The exercise
Rewrite the lines from the line with "Find the blue" to the line with "[0,0,640,172]" as a Markdown table with the columns Row and Line, numbering each row and leaving out blank lines.

Working data

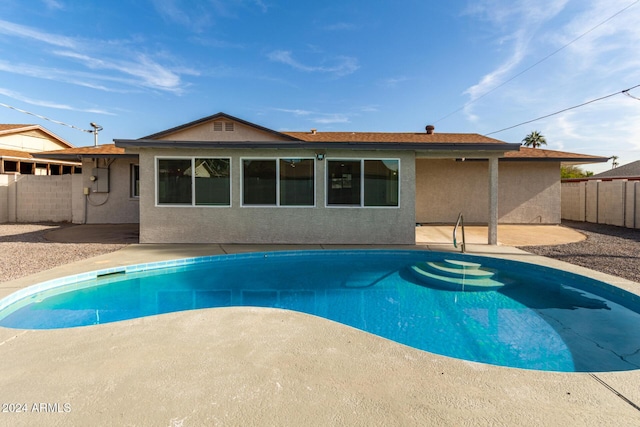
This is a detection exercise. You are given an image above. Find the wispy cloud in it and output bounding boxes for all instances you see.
[273,108,350,125]
[464,0,640,125]
[43,0,64,9]
[464,0,568,121]
[151,0,269,32]
[322,22,358,31]
[267,50,360,76]
[378,76,408,88]
[0,19,77,49]
[0,20,199,94]
[0,87,115,116]
[152,0,211,32]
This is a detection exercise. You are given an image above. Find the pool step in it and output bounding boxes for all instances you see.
[411,259,504,291]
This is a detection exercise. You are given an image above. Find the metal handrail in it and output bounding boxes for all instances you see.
[453,212,467,253]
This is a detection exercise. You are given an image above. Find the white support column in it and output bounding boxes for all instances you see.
[488,157,498,245]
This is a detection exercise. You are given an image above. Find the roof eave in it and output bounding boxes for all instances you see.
[31,153,138,160]
[500,157,609,165]
[114,139,520,152]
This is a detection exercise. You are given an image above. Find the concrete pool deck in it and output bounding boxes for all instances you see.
[0,226,640,426]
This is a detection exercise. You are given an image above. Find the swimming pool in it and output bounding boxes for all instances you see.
[0,250,640,372]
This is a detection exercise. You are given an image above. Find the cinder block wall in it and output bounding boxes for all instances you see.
[13,175,72,222]
[0,175,8,224]
[562,182,587,221]
[562,180,640,228]
[625,181,640,228]
[598,181,627,227]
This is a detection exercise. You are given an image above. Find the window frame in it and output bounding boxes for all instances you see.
[153,156,233,208]
[129,163,140,200]
[240,156,318,209]
[324,157,402,209]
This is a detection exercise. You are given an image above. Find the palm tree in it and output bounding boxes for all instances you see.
[522,130,547,148]
[610,156,618,169]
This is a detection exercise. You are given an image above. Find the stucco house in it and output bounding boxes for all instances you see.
[37,113,606,244]
[0,124,80,175]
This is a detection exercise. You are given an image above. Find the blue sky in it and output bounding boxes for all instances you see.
[0,0,640,172]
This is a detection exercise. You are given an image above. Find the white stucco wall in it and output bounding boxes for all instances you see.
[82,158,140,224]
[416,159,561,224]
[139,149,415,244]
[625,181,640,228]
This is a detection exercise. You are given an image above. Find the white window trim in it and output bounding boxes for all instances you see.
[153,156,233,208]
[324,157,402,209]
[129,163,141,200]
[240,156,318,209]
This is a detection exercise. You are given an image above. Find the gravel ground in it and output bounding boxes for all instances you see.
[520,221,640,283]
[0,224,126,283]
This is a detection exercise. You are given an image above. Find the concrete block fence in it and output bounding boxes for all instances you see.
[0,175,82,223]
[561,179,640,228]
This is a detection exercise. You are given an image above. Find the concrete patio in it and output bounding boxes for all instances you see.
[0,226,640,426]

Full output
| Row | Line |
|---|---|
| 1 | This is a detection exercise. You are given an image above. Find the blue sky in it and output bounding boxes for all instances you see. |
| 2 | [0,0,640,172] |